CONSIGNES:
• a. Réécrivez en liste plus courte le paragraphe du texte sur les langues vivantes qui commence par « Alors que la réforme des lycées », en gardant ses faits principaux.
• b. Recopiez tel quel le passage du texte sur les langues vivantes, de « Les langues vivantes » à « des relations franco-allemandes. ».
• c. Donnez la suite du texte sur les langues vivantes, à partir de l'endroit où il s'arrête.

TEXTE SOURCE:
Les langues vivantes : un poids de réalité

 

Alors que la réforme des lycées ajoute une seconde langue vivante comme matière obligatoire en section scientifique, voici un extrait de « Mémoires d'un Français qui se souvient d'avoir été Allemand », de Joseph ROVAN. Il s'agit d'un pionnier et d'un ouvrier de l'histoire. Sa double culture, allemande et française (il est venu en France avec sa famille à l'avènement d’Hitler), protestante et catholique jointe à ses ascendances juives), ses combats de résistant, sa déportation à Dachau en ont fait un observateur avisé et un acteur infatigable des relations franco-allemandes.

 

« Il est évident que la langue commune de l'Europe sera l'anglais. C'est déjà la deuxième langue dominante dans tous les États membres de l'Union, c'est la langue de communication scientifique universelle et c'est quelle immense chance pour l'Europe ! la langue des États-Unis. Comme ils ont raison les responsables tels que le président fédéral Roman Herzog qui nous disent que l'anglais ne doit plus être enseigné comme une langue étrangère, mais comme l'égale de la langue nationale, comme c'était le cas pour l'allemand, toute proportion gardée, dans la monarchie des Habsbourg...

MATÉRIEL FOURNI:
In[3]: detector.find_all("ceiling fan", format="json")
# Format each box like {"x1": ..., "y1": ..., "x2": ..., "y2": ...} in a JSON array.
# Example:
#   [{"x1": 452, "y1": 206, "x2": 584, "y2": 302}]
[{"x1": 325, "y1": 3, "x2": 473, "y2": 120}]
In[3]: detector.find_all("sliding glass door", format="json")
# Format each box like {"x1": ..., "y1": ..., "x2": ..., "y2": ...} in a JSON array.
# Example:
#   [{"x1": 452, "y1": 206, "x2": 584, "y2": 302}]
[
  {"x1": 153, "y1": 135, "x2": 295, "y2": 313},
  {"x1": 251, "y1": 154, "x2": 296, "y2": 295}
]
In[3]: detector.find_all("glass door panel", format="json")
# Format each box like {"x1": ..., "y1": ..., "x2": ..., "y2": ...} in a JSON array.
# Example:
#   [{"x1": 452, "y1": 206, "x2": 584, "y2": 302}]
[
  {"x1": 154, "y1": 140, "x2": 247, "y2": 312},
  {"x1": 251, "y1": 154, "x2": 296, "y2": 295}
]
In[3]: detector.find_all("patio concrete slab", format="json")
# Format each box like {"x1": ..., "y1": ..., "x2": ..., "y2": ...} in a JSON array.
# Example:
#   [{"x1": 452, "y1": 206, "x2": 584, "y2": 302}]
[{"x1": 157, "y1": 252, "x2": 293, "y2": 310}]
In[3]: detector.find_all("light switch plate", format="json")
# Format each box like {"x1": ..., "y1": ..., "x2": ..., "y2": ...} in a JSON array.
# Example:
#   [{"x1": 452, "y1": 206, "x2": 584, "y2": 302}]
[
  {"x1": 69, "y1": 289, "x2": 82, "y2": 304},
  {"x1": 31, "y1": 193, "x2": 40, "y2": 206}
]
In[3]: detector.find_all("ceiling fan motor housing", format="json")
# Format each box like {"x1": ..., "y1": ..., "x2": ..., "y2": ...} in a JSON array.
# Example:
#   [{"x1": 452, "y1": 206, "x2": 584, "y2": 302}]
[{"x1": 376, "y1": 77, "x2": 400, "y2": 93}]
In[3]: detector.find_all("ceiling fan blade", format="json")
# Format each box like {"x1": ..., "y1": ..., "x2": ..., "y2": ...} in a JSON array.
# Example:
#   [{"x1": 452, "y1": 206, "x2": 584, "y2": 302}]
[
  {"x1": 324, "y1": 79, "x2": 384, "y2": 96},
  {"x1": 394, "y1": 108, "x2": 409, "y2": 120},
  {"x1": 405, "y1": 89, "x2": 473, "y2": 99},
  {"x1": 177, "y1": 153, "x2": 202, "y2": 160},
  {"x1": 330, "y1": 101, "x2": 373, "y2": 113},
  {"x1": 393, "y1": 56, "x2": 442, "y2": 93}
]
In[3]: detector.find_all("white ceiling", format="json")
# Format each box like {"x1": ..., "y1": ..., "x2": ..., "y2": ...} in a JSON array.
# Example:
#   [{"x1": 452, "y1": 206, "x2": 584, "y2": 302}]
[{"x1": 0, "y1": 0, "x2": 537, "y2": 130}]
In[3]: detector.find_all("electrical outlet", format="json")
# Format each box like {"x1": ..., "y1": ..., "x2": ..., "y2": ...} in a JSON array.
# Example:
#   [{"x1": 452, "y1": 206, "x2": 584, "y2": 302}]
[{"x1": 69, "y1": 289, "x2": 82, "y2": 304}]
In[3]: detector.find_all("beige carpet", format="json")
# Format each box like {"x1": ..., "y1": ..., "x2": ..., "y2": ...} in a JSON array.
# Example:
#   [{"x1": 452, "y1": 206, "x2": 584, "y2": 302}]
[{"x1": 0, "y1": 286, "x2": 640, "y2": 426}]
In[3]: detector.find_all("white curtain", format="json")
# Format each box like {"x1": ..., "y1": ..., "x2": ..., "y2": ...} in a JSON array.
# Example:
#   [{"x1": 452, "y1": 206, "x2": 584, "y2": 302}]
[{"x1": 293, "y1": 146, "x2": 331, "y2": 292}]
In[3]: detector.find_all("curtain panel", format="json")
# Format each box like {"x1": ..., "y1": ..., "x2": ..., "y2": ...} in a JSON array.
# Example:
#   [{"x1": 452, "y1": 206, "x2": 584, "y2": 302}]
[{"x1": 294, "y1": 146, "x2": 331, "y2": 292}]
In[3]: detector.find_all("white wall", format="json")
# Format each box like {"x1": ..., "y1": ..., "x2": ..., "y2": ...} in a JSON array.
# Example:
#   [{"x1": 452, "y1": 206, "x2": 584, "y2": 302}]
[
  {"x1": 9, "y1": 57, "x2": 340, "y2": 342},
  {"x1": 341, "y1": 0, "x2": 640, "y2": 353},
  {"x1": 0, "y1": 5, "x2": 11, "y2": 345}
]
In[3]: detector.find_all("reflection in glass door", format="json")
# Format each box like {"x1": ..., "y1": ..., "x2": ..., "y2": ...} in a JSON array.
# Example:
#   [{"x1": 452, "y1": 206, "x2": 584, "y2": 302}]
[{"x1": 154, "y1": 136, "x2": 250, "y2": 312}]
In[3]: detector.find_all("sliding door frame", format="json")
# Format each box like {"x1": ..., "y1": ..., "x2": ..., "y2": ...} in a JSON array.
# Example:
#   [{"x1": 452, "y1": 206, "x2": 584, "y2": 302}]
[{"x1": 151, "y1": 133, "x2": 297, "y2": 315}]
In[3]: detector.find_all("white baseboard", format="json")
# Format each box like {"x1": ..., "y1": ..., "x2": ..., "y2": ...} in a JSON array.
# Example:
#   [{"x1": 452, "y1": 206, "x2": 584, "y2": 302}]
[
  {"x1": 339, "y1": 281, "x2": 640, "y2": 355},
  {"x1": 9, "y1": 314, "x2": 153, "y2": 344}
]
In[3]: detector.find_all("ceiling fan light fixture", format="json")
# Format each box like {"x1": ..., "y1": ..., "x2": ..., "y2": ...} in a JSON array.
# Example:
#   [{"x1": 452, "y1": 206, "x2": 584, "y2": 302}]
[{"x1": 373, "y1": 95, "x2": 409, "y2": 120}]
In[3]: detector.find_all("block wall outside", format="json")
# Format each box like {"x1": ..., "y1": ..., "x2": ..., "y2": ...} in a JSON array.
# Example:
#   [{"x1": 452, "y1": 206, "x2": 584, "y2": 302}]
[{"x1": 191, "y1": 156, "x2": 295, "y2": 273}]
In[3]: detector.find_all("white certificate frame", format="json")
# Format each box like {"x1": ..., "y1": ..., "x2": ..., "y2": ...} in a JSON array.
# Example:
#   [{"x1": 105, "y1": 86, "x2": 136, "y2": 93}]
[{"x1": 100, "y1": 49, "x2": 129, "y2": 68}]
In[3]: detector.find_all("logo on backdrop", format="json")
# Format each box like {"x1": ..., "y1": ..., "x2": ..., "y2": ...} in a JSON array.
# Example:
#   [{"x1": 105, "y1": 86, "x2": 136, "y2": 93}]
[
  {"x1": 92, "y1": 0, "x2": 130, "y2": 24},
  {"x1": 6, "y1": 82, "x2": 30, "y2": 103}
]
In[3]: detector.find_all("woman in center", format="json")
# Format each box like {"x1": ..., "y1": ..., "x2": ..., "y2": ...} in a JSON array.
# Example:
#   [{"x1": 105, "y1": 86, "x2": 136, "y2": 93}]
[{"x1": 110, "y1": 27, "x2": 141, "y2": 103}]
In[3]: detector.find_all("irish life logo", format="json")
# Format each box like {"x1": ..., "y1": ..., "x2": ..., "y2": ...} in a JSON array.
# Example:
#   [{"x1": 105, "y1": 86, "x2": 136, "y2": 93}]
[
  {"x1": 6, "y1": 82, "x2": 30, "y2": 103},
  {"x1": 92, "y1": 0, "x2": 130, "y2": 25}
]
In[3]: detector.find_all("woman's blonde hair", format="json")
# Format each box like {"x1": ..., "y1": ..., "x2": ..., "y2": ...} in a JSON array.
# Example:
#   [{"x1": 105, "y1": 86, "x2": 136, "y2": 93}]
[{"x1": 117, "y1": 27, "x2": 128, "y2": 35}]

RÉPONSES:
• a.
- La réforme des lycées rend obligatoire une seconde langue vivante en section scientifique.
- L'extrait présenté vient de « Mémoires d'un Français qui se souvient d'avoir été Allemand », de Joseph ROVAN, un pionnier et un ouvrier de l'histoire.
- Il a une double culture allemande et française. Il est venu en France avec sa famille à l'avènement d'Hitler. Il est aussi protestant et catholique, avec des ascendances juives.
- Il a été résistant et a été déporté à Dachau.
- Tout cela en a fait un observateur avisé et un acteur infatigable des relations franco-allemandes.

• b.
Les langues vivantes : un poids de réalité

 

Alors que la réforme des lycées ajoute une seconde langue vivante comme matière obligatoire en section scientifique, voici un extrait de « Mémoires d'un Français qui se souvient d'avoir été Allemand », de Joseph ROVAN. Il s'agit d'un pionnier et d'un ouvrier de l'histoire. Sa double culture, allemande et française (il est venu en France avec sa famille à l'avènement d’Hitler), protestante et catholique jointe à ses ascendances juives), ses combats de résistant, sa déportation à Dachau en ont fait un observateur avisé et un acteur infatigable des relations franco-allemandes.

• c.
Cette reconnaissance du fait dominant anglo-américain ne dispense pas les Européens de cultiver leur propre langue plus une troisième langue européenne. La moindre vendeuse, à Zurich, entend et parle trois langues (plus le Schwyzerdütsch qui est un patois incompréhensible aux autres germanophones). Le français, l'allemand, l'espagnol et, dans une certaine mesure, l'italien et demain le polonais sont des langues majeures. Aucun Européen ayant une fonction responsable dans la vie publique, culturelle et sociale ne doit, à l'avenir, se dispenser de pouvoir lire, parler et écrire couramment trois langues sa langue maternelle, l'anglais et une troisième à choisir parmi les « grandes » européennes. Cette exigence devra être placée à l'entrée de toutes les carrières conduisant à des responsabilités dont dépendent les existences d'autres citoyens ou voisins...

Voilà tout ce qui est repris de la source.